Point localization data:
....

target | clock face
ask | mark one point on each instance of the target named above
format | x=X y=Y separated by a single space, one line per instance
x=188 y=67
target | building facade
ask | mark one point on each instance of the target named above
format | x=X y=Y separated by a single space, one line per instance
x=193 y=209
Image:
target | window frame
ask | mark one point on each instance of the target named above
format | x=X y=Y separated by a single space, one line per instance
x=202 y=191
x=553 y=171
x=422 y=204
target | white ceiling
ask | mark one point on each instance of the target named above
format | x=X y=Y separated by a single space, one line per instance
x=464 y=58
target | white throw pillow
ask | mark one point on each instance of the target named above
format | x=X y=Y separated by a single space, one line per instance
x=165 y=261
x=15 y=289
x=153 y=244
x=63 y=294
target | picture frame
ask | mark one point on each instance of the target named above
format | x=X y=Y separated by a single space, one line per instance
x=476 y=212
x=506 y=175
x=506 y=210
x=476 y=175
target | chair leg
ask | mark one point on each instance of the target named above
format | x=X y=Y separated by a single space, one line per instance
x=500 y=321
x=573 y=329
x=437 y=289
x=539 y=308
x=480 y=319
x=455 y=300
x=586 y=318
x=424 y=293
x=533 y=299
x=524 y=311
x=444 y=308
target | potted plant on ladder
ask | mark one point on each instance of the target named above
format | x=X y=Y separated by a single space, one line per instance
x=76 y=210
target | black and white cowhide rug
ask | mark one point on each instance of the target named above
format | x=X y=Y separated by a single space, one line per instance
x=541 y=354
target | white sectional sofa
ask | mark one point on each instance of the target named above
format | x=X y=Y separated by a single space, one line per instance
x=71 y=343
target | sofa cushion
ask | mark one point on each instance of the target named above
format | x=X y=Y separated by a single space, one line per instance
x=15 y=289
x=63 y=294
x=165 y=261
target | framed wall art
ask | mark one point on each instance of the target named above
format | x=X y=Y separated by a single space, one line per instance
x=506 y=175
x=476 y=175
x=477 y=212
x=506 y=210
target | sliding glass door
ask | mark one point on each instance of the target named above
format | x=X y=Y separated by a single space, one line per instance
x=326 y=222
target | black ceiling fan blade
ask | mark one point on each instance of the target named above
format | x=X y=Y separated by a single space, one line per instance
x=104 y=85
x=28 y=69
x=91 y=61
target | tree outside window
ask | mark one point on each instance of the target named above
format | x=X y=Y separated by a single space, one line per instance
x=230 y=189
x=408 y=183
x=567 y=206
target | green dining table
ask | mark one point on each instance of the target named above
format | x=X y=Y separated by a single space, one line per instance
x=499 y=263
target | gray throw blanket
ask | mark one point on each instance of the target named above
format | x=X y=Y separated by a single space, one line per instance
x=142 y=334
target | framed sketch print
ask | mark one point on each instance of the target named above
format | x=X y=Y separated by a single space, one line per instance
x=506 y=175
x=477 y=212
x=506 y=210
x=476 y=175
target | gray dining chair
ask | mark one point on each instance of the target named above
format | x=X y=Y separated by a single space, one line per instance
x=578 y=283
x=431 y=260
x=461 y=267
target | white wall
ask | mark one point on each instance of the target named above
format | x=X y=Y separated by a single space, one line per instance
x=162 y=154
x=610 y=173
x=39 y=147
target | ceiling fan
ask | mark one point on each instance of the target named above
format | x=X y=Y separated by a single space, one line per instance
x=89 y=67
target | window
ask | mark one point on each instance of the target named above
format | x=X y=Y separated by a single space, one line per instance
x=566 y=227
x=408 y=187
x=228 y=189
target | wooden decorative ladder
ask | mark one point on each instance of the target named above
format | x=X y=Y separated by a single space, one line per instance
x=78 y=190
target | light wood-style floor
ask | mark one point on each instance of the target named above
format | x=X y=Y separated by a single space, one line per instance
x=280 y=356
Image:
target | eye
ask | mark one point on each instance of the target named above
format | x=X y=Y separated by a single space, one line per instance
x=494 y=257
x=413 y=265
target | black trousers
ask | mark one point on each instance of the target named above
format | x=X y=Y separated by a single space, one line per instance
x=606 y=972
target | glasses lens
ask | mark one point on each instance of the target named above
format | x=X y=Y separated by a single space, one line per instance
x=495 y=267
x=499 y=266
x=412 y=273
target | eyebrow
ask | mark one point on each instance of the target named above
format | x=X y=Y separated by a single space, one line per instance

....

### ASSIGNMENT
An exact copy of all the records is what is needed here.

### RESPONSE FOR THIS EXERCISE
target | clock face
ask | mark one point on each instance of the target named above
format | x=X y=Y separated by a single space, one line per instance
x=188 y=67
target | building facade
ask | mark one point on each instance of the target named above
format | x=X y=Y separated by a single space, one line per instance
x=193 y=209
Image:
target | window frame
ask | mark one point on each instance of the target named above
format | x=X y=Y separated by a single space, one line per instance
x=202 y=191
x=553 y=171
x=422 y=204
target | white ceiling
ask | mark one point on each instance of the target named above
format | x=X y=Y separated by a single space, one line per instance
x=464 y=58
target | white throw pillow
ask | mark one point on each instance of the target named above
format | x=X y=Y separated by a single space, one line per instance
x=165 y=261
x=15 y=289
x=153 y=244
x=63 y=294
target | picture frame
ask | mark one point on each instance of the target named above
format | x=X y=Y separated by a single space, one line per instance
x=476 y=212
x=506 y=175
x=506 y=210
x=476 y=175
target | chair leg
ask | mark one point on each instance of the target named above
format | x=X y=Y separated by a single space, one line per instance
x=500 y=321
x=573 y=329
x=437 y=289
x=539 y=308
x=480 y=319
x=455 y=300
x=586 y=318
x=424 y=293
x=533 y=299
x=524 y=311
x=444 y=308
target | potted plant on ladder
ask | mark one point on each instance of the target named above
format | x=X y=Y separated by a single space, one line per instance
x=76 y=210
target | black and white cowhide rug
ask | mark one point on each instance of the target named above
format | x=X y=Y separated by a single space, one line per instance
x=541 y=354
target | white sectional sofa
ask | mark one point on each instance of the target named above
format | x=X y=Y separated by a single space, one line per instance
x=71 y=343
target | sofa cushion
ask | mark one point on each instance of the target named above
format | x=X y=Y separated by a single space, one line per instance
x=15 y=289
x=63 y=294
x=165 y=261
target | framed wall art
ask | mark one point on each instance of the target named above
format | x=X y=Y separated by a single space, one line per instance
x=506 y=175
x=476 y=175
x=477 y=212
x=506 y=210
target | sliding glass door
ask | mark one point on each instance of the target named above
format | x=X y=Y separated by a single space, one line per instance
x=326 y=222
target | black ceiling fan blade
ask | mark one point on each instance of the target named above
format | x=X y=Y separated by a single space, one line per instance
x=104 y=85
x=28 y=69
x=91 y=61
target | tree outside window
ask | mark one point on each instance of the target named above
format | x=X y=Y separated by a single space, one line per instance
x=230 y=189
x=408 y=183
x=567 y=206
target | green dining table
ask | mark one point on each instance of the target named above
format | x=X y=Y separated by a single space, one line per instance
x=499 y=263
target | gray throw blanket
ask | mark one point on each instance of the target named above
format | x=X y=Y separated by a single space, one line per instance
x=142 y=334
target | framed sketch print
ask | mark one point on each instance of the target named above
format | x=X y=Y separated by a single space, one line per instance
x=506 y=175
x=477 y=212
x=506 y=210
x=476 y=175
target | gray dining chair
ask | mark one point on each instance of the target named above
format | x=X y=Y separated by a single space, one line per instance
x=578 y=283
x=431 y=260
x=461 y=267
target | white wall
ask | mark one point on each instance of the target named above
format | x=X y=Y separated by a single space, one line per instance
x=162 y=154
x=610 y=173
x=39 y=147
target | ceiling fan
ask | mark one point on each instance of the target named above
format | x=X y=Y separated by a single space, one line per instance
x=89 y=67
target | window
ask | mark one point on each instance of the target named above
format | x=X y=Y separated by a single space, one line per instance
x=566 y=227
x=408 y=187
x=228 y=189
target | wooden decorative ladder
ask | mark one point on each instance of the target named above
format | x=X y=Y separated by a single space, one line per instance
x=78 y=190
target | light wood-style floor
ask | mark one point on each instance of the target named above
format | x=X y=Y separated by a single space, one line per instance
x=280 y=356
Image:
target | eye
ask | mark one point on each instance of the target named above
format | x=X y=Y separated by a single space, one line per instance
x=494 y=257
x=413 y=265
target | black trousers
ask | mark one point on each instance of the target named above
format | x=X y=Y separated by a single space, one line per instance
x=606 y=972
target | glasses lens
ask | mark one point on each instance of the target named above
format | x=X y=Y separated by a single space, one line per instance
x=495 y=267
x=499 y=266
x=412 y=273
target | eyebrow
ask | mark one point on each instance of the target named above
format | x=X y=Y separated by a single space, one line per instance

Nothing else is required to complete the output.